» Trecho
────────────────

Há vários atores que deram voz ao Coringa em videogames e séries de animação (provavelmente Mark Hamill é o mais famoso deles), mas somente poucos se atreveram a entrar na pele desse personagem no cinema e na televisão.
Elencamos do pior ao melhor, segundo nosso critério…
6. Jared Leto, em ‘ Esquadrão Suicida’ (David Ayer, 2016)
O que fez para construir o papel. Basicamente, as grosserias feitas por Jared Leto (Luisiana, Estados Unidos, 1971) durante a filmagem. E não o dizemos por suas discutíveis, ainda que respeitáveis, escolhas estéticas, como exibir dentes prateados, mais tatuagens do que Sérgio Ramos (jogador do Real Madrid) e tingir o cabelo como se acabasse de voltar de uma rave em Ibiza, e sim pelo que fez seus colegas de elenco passarem. O brincalhão Leto enviou ao restante do elenco pacotes que continham ratos vivos, cabeças de porco retiradas de açougues e bolas anais. Um anjinho…
O resultado. Tentando se afastar da enorme sombra de Heath Ledger, Leto construiu um Coringa que era todo virilidade e um assíduo frequentador dos clubes de strip-tease. Como costuma acontecer com os que fazem alarde do excesso de testosterona, acabou derrotado por uma mulher: concretamente, foi Margot Robbie como Haley Quinn, a namorada do Coringa, que atropelou o excessivo Leto (e alegrou o restante do elenco). Normal que várias de suas cenas tenham sido eliminadas da montagem final e seu personagem, reduzido ao mínimo. Uma afronta que nenhum supervilão poderia/deveria aceitar.
5. Cameron Monaghan, em ‘Gotham’ (série, 2014-2019)
O que fez para construir o papel. Um Coringa que sofre de alopecia e com um rosto desfigurado a meio caminho entre o monstro de Frankenstein e o Nosferatu, consequência do banho de ácido na empresa ACE Chemicals. Trabalhou muito um toque gutural que, pelo visto, incomodava os outros atores durante a filmagem.
O resultado. É preciso admitir que o fato de Cameron Monaghan (Califórnia, 1993) interpretar os irmãos gêmeos (Jerome e Jeremiah Valeska) tem muitos méritos. Especialmente porque os roteiristas da série se divertiram enganando e ludibriando constantemente os telespectadores com sua identidade. Talvez esteja muito inspirado pela visão de Tim Burton do personagem ainda que sua conversão ao Mal (sem spoilers) seja surpreendente.

────────────────

» Entradas apresentadas
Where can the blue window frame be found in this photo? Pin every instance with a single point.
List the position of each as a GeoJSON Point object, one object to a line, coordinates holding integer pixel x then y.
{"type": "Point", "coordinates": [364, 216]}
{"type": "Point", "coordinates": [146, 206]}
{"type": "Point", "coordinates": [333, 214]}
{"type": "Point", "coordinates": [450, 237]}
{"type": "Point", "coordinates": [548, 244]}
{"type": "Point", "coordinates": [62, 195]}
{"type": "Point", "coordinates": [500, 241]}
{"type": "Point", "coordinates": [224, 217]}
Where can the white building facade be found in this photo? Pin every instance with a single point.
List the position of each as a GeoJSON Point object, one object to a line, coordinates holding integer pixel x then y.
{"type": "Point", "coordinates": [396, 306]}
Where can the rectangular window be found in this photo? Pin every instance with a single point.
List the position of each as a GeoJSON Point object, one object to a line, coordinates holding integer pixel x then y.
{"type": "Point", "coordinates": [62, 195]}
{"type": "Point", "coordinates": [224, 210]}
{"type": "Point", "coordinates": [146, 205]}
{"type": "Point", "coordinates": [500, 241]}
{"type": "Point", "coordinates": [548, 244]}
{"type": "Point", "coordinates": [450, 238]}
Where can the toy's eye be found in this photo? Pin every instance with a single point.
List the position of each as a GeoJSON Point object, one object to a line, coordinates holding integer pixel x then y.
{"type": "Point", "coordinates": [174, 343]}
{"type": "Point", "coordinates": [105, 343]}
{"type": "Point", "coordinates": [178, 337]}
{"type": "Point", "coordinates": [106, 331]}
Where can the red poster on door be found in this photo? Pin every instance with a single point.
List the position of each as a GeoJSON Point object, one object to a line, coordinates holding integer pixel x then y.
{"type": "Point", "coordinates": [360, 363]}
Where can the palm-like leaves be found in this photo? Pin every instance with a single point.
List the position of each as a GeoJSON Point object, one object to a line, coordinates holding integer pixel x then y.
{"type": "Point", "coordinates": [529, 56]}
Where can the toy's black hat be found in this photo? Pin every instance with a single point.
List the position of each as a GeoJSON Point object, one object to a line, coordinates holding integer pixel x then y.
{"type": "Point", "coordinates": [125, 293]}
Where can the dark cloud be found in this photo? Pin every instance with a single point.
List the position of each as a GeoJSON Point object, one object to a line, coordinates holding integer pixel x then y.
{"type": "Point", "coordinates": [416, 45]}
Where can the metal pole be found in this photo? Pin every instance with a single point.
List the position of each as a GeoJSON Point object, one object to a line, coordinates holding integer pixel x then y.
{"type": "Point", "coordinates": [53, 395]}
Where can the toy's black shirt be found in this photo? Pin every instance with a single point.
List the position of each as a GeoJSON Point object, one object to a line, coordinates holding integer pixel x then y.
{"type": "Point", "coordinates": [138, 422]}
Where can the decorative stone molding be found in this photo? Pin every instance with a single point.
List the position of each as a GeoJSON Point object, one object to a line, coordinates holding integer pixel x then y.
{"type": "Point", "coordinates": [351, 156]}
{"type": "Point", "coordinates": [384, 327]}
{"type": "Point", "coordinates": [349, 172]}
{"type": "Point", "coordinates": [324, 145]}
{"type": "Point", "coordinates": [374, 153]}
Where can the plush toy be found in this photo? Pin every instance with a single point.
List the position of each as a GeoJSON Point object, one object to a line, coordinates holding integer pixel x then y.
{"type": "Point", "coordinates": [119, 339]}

────────────────

» Instruções
1. Segundo o trecho, quais irmãos gêmeos Cameron Monaghan interpreta em ‘Gotham’?
2. Copie, das entradas, as linhas que vão da que contém "Where can the decorative" até o fim das entradas, incluindo as duas extremidades.
As entradas não têm nenhuma relação com o trecho.

» Resultados
1. Jerome e Jeremiah Valeska.

2.
Where can the decorative stone molding be found in this photo? Pin every instance with a single point.
List the position of each as a GeoJSON Point object, one object to a line, coordinates holding integer pixel x then y.
{"type": "Point", "coordinates": [351, 156]}
{"type": "Point", "coordinates": [384, 327]}
{"type": "Point", "coordinates": [349, 172]}
{"type": "Point", "coordinates": [324, 145]}
{"type": "Point", "coordinates": [374, 153]}
Where can the plush toy be found in this photo? Pin every instance with a single point.
List the position of each as a GeoJSON Point object, one object to a line, coordinates holding integer pixel x then y.
{"type": "Point", "coordinates": [119, 339]}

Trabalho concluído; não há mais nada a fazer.